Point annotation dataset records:
------------------------------------

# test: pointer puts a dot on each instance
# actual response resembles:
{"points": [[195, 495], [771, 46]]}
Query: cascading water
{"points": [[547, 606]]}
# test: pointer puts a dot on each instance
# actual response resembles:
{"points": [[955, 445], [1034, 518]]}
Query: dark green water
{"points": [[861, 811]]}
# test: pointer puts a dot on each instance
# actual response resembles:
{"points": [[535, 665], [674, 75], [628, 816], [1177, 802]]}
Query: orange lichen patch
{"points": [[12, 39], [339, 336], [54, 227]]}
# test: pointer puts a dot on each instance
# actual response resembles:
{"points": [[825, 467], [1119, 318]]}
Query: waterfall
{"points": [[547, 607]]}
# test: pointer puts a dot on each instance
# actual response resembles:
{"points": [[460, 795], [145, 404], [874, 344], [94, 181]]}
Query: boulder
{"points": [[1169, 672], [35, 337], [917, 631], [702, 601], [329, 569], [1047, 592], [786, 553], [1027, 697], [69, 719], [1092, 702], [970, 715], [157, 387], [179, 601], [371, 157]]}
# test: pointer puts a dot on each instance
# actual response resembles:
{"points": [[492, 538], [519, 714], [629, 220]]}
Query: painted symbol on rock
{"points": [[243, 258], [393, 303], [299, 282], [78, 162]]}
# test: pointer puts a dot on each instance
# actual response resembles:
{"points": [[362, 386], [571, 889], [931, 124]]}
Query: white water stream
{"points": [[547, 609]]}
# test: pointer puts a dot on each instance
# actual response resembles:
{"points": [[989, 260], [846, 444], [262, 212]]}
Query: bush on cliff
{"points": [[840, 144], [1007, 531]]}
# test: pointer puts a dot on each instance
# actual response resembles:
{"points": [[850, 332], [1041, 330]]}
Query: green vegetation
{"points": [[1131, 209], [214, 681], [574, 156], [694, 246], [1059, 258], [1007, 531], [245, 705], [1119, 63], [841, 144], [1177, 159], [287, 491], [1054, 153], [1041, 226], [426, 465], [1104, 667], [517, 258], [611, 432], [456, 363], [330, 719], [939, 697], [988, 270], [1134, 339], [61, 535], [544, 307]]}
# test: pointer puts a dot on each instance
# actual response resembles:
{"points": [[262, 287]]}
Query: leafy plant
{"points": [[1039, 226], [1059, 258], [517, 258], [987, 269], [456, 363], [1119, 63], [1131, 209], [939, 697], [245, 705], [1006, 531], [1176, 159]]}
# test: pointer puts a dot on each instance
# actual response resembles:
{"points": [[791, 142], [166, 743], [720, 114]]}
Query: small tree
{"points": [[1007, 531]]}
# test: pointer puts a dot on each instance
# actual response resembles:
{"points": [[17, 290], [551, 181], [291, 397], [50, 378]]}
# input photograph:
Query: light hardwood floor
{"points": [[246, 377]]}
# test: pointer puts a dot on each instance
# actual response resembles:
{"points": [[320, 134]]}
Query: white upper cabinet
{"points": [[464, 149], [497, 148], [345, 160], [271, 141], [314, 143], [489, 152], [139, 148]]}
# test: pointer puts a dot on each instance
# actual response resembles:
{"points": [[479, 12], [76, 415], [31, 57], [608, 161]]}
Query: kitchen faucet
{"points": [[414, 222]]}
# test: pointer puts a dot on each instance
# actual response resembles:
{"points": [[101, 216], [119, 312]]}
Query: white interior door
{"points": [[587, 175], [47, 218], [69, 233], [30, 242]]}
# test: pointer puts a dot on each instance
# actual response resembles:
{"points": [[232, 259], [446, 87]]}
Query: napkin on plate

------------------------------------

Write the entries again, exactly as they stand.

# test: pointer puts a dot on each instance
# actual response resembles:
{"points": [[195, 495], [771, 46]]}
Query: cascading water
{"points": [[547, 606]]}
# test: pointer puts a dot on each instance
# actual response resembles:
{"points": [[955, 445], [1034, 518]]}
Query: dark green water
{"points": [[861, 811]]}
# test: pointer puts a dot on each instance
# actual response resembles:
{"points": [[535, 665], [674, 75], [628, 816], [1177, 802]]}
Query: orange lichen patch
{"points": [[12, 39], [339, 336], [54, 227]]}
# test: pointer puts a dot on each instance
# actual response resembles:
{"points": [[825, 467], [1119, 318]]}
Query: waterfall
{"points": [[547, 607]]}
# test: pointer puts a dot on each instance
# actual response resembles:
{"points": [[460, 795], [145, 404], [874, 344], [94, 181]]}
Query: boulder
{"points": [[1169, 672], [35, 337], [917, 631], [702, 601], [329, 569], [1047, 592], [786, 553], [1027, 697], [69, 719], [1092, 702], [970, 715], [157, 387], [179, 601], [371, 157]]}
# test: pointer puts a dot on each instance
# actual response resembles:
{"points": [[492, 538], [519, 714], [629, 220]]}
Query: painted symbol on rock
{"points": [[243, 258], [393, 303], [299, 282], [78, 162]]}
# test: pointer puts a dot on each instance
# actual response resembles:
{"points": [[362, 386], [571, 889], [931, 124]]}
Query: white water stream
{"points": [[547, 609]]}
# test: pointer puts a dot on each instance
# actual response resembles:
{"points": [[989, 260], [846, 444], [262, 212]]}
Query: bush on cliff
{"points": [[840, 144], [1007, 531]]}
# test: pointer puts a dot on each instance
# actual response resembles:
{"points": [[850, 332], [1041, 330]]}
Query: green vegetation
{"points": [[1131, 209], [214, 681], [574, 156], [694, 246], [1059, 258], [1007, 531], [245, 705], [1119, 63], [841, 144], [1177, 159], [287, 491], [1054, 153], [1041, 226], [426, 465], [1104, 667], [517, 258], [611, 432], [456, 363], [330, 719], [939, 697], [988, 270], [1134, 339], [61, 535], [544, 307]]}
# test: pointer puts a dot on each instance
# actual response resembles:
{"points": [[262, 287]]}
Query: leafy plant
{"points": [[1039, 226], [1059, 258], [517, 258], [987, 269], [456, 363], [1119, 63], [1131, 209], [939, 697], [245, 705], [1006, 531], [1176, 159]]}
# test: pointer puts a dot on each instance
# actual response resembles:
{"points": [[791, 142], [166, 743], [720, 114]]}
Query: small tree
{"points": [[1007, 531]]}
# test: pointer puts a dot on each instance
# actual response resembles:
{"points": [[17, 290], [551, 181], [291, 397], [50, 378]]}
# input photograph:
Query: light hardwood floor
{"points": [[246, 377]]}
# test: pointer puts a dot on each instance
# actual response resembles:
{"points": [[320, 134]]}
Query: white upper cabinet
{"points": [[464, 149], [497, 148], [345, 160], [271, 141], [314, 143], [489, 152], [139, 148]]}
# test: pointer puts a dot on each instance
# actual response resembles:
{"points": [[479, 12], [76, 415], [31, 57], [608, 161]]}
Query: kitchen faucet
{"points": [[414, 222]]}
# test: pointer puts a dot on each instance
# actual response resembles:
{"points": [[101, 216], [119, 312]]}
Query: white interior door
{"points": [[587, 175], [47, 218], [69, 233], [30, 242]]}
# test: pointer puts a dot on each instance
# actual response resembles:
{"points": [[232, 259], [446, 87]]}
Query: napkin on plate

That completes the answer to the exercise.